§ Aim of the exercise:
Reproduce the listing verbatim from the line with "(format x=73, y=296)" up to and including the line with "x=364, y=110".

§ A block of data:
- - - - -
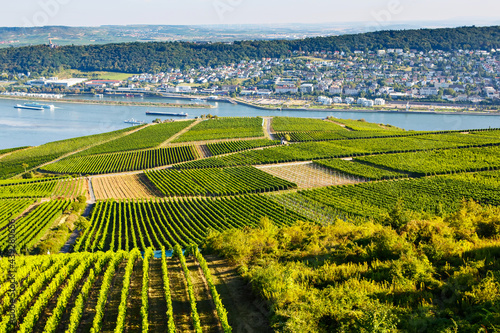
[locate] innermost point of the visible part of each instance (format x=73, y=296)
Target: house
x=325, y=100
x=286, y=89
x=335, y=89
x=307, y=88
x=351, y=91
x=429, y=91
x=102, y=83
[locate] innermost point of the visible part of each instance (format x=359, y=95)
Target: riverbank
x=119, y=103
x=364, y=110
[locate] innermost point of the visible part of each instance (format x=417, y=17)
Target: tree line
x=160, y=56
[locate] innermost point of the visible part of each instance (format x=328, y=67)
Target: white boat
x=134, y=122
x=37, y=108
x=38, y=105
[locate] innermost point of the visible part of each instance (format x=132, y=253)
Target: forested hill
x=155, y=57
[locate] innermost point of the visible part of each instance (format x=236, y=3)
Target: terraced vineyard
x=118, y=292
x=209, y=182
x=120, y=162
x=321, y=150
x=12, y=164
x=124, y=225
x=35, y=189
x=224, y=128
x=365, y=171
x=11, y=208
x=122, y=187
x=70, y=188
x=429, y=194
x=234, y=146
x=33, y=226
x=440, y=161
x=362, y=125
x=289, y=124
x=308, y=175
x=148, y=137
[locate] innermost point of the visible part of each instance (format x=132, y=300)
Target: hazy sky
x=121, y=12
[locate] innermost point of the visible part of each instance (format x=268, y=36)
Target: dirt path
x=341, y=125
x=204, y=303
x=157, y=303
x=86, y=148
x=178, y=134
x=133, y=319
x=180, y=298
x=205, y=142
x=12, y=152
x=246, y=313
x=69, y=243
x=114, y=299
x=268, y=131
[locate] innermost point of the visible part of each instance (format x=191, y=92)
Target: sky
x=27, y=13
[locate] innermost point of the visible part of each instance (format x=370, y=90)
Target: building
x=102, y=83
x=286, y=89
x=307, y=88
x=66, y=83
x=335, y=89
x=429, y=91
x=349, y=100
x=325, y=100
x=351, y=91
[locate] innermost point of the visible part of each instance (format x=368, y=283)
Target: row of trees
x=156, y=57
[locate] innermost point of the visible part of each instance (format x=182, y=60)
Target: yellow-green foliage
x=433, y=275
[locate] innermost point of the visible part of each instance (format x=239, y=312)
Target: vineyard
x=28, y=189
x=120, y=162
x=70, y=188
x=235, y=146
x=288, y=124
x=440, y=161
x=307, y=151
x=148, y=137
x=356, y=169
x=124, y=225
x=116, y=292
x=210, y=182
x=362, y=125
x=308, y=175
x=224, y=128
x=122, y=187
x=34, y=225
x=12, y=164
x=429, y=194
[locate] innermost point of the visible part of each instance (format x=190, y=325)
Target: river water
- - - - -
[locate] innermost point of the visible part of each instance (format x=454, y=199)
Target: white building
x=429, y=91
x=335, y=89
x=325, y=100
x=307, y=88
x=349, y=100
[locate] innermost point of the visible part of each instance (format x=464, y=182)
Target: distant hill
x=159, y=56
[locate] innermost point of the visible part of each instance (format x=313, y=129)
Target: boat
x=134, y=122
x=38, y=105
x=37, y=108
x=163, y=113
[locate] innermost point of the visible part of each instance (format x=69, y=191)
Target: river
- - - - -
§ Answer in full:
[locate] innermost point of the visible part of each instance (format x=73, y=296)
Target: house
x=325, y=100
x=286, y=89
x=335, y=89
x=307, y=88
x=351, y=91
x=429, y=91
x=102, y=83
[locate] innermost point of the visible part of each instance (format x=359, y=95)
Target: riverbank
x=119, y=103
x=364, y=110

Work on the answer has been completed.